GIVEN REQUEST: Write out, character for character, the line containing "the form (23,93)." and all lines after it up to the end of the listing.

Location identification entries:
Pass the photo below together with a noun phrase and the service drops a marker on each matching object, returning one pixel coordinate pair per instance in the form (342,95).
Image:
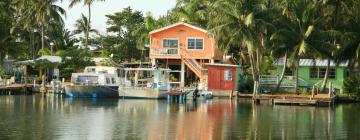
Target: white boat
(95,81)
(144,83)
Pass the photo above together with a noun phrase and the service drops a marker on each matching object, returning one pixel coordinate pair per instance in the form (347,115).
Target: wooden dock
(16,88)
(289,99)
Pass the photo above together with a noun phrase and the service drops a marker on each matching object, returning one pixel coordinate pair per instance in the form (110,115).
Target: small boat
(95,81)
(207,94)
(144,83)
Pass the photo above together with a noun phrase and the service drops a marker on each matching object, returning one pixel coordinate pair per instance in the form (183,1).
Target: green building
(312,72)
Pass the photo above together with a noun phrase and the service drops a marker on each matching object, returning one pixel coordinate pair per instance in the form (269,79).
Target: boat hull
(141,93)
(91,91)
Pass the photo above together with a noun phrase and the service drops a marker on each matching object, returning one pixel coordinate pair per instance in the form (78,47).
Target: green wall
(304,73)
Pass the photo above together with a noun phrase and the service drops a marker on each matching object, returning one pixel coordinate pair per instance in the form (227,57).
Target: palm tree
(82,26)
(243,23)
(39,13)
(87,3)
(300,32)
(350,41)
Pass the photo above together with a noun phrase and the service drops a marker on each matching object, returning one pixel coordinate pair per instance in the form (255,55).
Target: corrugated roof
(310,62)
(221,65)
(177,24)
(52,59)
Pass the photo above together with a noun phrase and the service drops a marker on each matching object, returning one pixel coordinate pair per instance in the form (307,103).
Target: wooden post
(330,89)
(231,94)
(182,74)
(313,92)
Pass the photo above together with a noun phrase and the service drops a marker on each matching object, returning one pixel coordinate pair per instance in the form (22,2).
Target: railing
(288,81)
(165,51)
(192,63)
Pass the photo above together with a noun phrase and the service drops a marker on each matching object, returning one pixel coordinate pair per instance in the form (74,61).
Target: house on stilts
(185,49)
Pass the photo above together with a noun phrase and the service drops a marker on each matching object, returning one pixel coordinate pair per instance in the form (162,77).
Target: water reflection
(56,117)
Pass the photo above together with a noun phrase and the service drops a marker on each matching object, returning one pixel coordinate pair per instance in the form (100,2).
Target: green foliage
(75,60)
(172,78)
(4,75)
(352,86)
(304,91)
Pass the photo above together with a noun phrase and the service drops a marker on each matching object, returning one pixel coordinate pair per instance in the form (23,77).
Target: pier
(289,99)
(17,88)
(176,96)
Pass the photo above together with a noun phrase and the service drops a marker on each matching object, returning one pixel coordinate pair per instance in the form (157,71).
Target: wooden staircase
(192,64)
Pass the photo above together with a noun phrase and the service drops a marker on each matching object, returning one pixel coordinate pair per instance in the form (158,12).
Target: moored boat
(144,83)
(94,82)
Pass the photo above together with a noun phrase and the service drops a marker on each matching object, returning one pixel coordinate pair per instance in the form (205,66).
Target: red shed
(221,78)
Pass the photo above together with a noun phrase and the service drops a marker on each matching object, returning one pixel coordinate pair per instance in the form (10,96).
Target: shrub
(352,86)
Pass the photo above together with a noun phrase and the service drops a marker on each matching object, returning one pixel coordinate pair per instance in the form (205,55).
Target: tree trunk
(42,40)
(282,73)
(88,27)
(254,72)
(323,86)
(297,76)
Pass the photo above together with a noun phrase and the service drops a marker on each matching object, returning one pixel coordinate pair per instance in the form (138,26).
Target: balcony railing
(165,51)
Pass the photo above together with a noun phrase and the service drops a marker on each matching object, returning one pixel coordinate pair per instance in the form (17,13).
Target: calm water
(37,117)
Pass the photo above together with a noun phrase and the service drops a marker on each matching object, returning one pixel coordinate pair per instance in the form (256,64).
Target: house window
(170,43)
(107,80)
(195,44)
(227,75)
(317,73)
(113,80)
(288,72)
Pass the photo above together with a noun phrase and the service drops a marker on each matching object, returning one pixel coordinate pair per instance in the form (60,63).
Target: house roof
(221,65)
(177,24)
(52,59)
(310,62)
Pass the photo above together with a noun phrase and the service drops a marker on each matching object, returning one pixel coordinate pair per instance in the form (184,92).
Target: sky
(102,8)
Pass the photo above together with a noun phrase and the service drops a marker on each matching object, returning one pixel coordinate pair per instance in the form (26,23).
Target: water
(39,117)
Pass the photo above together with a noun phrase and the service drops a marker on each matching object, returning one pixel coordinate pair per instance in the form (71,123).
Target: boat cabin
(97,75)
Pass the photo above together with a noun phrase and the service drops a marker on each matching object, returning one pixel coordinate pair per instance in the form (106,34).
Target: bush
(352,86)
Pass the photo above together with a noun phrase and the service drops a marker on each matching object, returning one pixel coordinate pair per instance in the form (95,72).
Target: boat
(144,83)
(95,81)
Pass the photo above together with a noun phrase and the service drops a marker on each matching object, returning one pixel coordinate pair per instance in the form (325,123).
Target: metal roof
(52,59)
(177,24)
(310,62)
(221,65)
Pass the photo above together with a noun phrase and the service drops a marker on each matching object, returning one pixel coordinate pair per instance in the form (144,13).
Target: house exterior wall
(304,73)
(182,33)
(216,80)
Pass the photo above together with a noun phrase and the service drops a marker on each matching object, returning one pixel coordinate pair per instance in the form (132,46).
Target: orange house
(184,49)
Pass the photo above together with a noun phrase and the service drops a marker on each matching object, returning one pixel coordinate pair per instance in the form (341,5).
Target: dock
(14,88)
(290,99)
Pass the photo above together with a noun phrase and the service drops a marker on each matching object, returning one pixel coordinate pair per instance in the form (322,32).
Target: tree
(88,3)
(39,13)
(300,32)
(124,46)
(81,26)
(242,23)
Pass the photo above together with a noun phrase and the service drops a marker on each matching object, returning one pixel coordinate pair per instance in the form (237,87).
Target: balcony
(165,52)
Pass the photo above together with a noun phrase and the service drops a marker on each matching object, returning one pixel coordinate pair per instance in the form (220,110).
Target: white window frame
(228,76)
(187,43)
(170,39)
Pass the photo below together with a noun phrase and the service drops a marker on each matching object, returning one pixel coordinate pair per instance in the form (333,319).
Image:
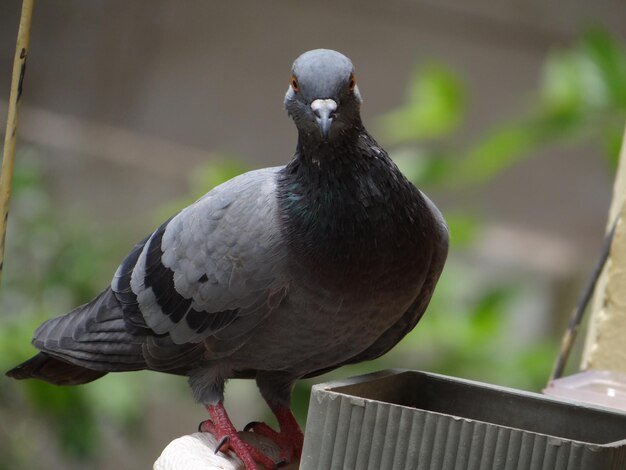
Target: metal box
(401,419)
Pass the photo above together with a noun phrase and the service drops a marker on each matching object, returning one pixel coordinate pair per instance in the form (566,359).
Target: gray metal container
(400,419)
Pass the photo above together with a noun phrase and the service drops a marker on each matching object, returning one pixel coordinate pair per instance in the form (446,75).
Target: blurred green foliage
(54,266)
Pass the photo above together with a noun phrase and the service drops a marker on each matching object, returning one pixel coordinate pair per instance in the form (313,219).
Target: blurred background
(508,114)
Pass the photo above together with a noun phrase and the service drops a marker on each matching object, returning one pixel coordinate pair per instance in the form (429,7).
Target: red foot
(220,426)
(290,438)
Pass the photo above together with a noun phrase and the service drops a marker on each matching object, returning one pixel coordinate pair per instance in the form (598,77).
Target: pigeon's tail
(85,344)
(45,367)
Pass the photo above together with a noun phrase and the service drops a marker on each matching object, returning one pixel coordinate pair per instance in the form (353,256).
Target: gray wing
(214,264)
(203,279)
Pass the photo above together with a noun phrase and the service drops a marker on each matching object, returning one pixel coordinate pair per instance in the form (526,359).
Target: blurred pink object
(600,387)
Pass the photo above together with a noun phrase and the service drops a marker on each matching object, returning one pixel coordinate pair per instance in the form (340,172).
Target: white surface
(195,452)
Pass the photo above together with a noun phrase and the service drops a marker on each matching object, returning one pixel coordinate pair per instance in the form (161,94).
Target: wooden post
(10,137)
(605,346)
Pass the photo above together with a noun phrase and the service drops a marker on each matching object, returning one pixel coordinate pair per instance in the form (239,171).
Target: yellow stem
(10,137)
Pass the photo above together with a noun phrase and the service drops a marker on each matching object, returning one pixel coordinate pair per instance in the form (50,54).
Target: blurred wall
(127,97)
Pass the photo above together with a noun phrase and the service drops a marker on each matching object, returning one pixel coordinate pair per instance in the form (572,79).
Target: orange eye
(352,83)
(294,84)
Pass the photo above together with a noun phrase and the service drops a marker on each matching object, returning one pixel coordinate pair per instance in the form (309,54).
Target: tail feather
(93,336)
(53,370)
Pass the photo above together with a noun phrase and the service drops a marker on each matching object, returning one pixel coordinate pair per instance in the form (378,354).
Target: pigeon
(275,275)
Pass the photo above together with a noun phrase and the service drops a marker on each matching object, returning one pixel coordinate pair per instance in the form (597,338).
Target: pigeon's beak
(324,111)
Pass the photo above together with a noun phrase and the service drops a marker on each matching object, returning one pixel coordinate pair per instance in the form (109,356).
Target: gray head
(323,99)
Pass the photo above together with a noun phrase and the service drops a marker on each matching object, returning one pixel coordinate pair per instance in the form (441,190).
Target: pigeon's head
(323,98)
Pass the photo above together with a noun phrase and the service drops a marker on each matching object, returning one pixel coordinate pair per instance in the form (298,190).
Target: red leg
(220,426)
(290,438)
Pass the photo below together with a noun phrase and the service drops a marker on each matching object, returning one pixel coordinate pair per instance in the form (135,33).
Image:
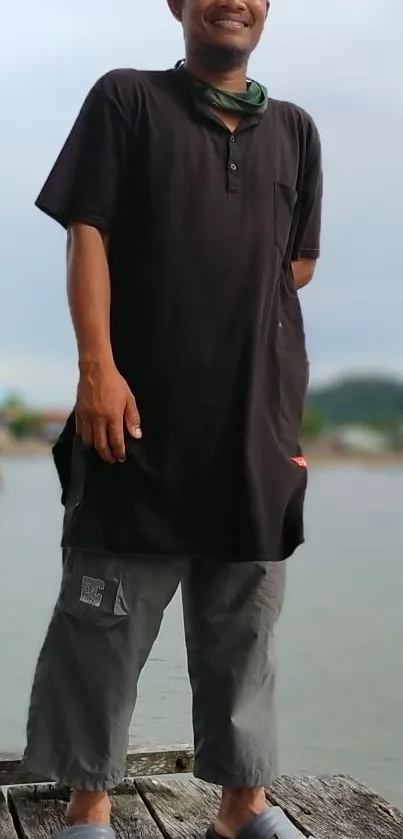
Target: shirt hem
(185,556)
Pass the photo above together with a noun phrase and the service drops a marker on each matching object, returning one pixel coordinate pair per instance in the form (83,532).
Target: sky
(342,61)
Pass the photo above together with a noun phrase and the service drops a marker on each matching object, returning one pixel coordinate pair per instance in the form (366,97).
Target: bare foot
(238,807)
(89,808)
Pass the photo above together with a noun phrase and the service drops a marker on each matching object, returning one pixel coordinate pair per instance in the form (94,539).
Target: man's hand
(105,405)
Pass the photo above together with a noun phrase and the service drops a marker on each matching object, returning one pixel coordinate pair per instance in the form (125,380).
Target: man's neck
(232,80)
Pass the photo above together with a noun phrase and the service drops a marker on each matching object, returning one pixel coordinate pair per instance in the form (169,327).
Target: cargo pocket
(285,199)
(92,591)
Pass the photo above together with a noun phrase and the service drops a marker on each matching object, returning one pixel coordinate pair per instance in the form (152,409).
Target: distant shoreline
(316,455)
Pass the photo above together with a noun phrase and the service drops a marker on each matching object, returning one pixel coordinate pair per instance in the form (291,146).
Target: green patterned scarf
(253,100)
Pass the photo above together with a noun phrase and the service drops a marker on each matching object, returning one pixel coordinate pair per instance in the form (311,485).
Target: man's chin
(223,54)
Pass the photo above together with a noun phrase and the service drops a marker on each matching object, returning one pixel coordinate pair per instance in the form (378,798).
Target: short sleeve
(85,183)
(309,207)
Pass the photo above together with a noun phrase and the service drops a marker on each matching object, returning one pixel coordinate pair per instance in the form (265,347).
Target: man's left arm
(306,247)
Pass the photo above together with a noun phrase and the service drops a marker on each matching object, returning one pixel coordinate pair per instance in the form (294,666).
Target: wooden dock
(148,806)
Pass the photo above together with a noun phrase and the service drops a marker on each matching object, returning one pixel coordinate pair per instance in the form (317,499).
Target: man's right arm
(105,404)
(83,193)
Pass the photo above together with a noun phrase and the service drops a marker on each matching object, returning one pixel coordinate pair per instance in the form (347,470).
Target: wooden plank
(6,825)
(39,812)
(171,760)
(182,809)
(336,808)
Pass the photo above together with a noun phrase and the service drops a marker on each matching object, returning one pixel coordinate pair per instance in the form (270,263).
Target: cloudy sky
(341,60)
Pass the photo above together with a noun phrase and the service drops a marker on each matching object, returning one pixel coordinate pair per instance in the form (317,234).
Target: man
(192,205)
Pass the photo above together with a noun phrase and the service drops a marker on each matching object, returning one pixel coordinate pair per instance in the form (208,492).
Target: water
(340,639)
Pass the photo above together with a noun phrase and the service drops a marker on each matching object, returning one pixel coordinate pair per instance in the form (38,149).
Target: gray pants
(106,620)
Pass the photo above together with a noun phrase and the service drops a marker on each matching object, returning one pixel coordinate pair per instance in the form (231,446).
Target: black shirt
(206,325)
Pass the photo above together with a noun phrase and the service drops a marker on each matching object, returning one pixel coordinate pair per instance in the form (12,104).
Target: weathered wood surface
(38,813)
(6,825)
(182,809)
(179,808)
(164,761)
(336,808)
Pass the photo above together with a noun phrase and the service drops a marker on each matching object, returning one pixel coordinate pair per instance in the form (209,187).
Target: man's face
(231,27)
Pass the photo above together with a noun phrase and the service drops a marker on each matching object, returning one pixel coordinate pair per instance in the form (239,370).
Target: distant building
(360,440)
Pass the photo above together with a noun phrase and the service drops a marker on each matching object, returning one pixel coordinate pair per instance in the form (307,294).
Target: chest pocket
(285,200)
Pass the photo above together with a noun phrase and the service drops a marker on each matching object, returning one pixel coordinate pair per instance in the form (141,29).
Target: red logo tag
(300,461)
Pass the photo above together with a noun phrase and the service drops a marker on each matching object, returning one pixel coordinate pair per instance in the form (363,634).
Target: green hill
(369,400)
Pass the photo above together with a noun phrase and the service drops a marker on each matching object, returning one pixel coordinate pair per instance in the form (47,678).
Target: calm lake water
(340,639)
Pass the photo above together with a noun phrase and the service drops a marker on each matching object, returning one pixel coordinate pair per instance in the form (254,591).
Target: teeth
(231,24)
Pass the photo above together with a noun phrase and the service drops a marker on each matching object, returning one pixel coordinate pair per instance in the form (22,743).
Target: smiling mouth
(229,24)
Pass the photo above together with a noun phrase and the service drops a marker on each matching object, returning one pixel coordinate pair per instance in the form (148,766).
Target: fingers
(87,433)
(116,439)
(102,443)
(132,418)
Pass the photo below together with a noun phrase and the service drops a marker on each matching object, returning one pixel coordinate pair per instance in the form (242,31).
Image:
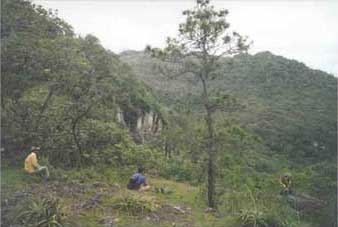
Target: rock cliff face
(142,125)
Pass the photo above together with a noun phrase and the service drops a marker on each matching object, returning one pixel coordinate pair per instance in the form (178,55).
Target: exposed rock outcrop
(142,125)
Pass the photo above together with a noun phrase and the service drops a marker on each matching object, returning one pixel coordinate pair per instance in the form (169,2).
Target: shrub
(135,204)
(42,213)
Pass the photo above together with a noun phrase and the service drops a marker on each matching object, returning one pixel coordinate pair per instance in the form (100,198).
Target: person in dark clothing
(138,181)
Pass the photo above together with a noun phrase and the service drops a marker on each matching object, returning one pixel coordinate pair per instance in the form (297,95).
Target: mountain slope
(290,105)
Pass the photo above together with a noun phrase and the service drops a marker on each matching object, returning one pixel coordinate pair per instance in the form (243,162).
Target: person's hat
(33,148)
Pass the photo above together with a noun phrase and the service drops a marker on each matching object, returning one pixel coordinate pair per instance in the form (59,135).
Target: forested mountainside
(63,91)
(293,107)
(97,116)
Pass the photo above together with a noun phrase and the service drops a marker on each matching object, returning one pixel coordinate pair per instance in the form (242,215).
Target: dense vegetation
(67,94)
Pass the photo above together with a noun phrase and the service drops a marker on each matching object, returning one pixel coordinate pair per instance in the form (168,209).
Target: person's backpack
(131,184)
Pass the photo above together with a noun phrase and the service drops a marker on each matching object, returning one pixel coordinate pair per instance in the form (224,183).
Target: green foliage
(135,204)
(42,213)
(64,92)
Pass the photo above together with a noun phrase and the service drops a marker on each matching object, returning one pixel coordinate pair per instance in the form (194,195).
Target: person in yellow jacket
(32,165)
(285,181)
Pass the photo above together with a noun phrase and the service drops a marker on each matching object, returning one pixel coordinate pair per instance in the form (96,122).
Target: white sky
(305,30)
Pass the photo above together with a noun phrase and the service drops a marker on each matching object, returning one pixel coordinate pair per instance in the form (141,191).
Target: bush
(42,213)
(135,204)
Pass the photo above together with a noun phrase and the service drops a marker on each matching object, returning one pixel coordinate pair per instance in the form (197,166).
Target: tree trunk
(210,147)
(211,161)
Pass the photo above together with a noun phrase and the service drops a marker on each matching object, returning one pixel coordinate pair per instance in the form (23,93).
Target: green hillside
(98,116)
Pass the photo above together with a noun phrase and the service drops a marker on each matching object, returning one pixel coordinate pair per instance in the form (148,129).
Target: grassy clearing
(92,198)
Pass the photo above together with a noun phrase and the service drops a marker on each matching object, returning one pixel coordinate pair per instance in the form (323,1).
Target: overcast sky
(305,30)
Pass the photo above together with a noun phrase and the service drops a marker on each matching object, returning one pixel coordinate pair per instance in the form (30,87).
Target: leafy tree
(203,40)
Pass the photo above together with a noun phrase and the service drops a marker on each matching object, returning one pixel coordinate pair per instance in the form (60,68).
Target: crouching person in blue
(138,181)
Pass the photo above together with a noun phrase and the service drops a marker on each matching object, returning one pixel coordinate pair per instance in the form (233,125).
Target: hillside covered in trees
(98,115)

SOLUTION TO THE EXERCISE:
Pass the photo above together with a noun phrase and the service drops a marker on each matching object, returning one pixel coordinate pair per instance in the form (23,93).
Target: green hillside
(98,116)
Pass the photo above together with a noun phrase and the service drops a marker on each matching object, returning one pixel coordinate pair per instance in the form (148,129).
Target: grassy clearing
(92,198)
Pass the photo above together with a noun phrase and the service drops a marker on each matching object, returning one pixel coordinate pair per instance in the form (323,1).
Target: overcast sky
(305,30)
Pass the photo above together with a noun phrase and the service drops a marker on each matching object, returning one pixel coordinate pair per instance in the form (30,87).
Target: leafy tree
(203,40)
Pass the photo above together with a noun phrase and the service drops a marker on each matching object, returning one pixel coordinate pair per instance in the form (60,68).
Target: crouching person in blue
(138,181)
Pass the photo above together with a noun phrase and the service drops a marker on each matching object, returning one pixel coordinate pair per instance in the form (233,125).
Target: hillside covered in trees
(98,115)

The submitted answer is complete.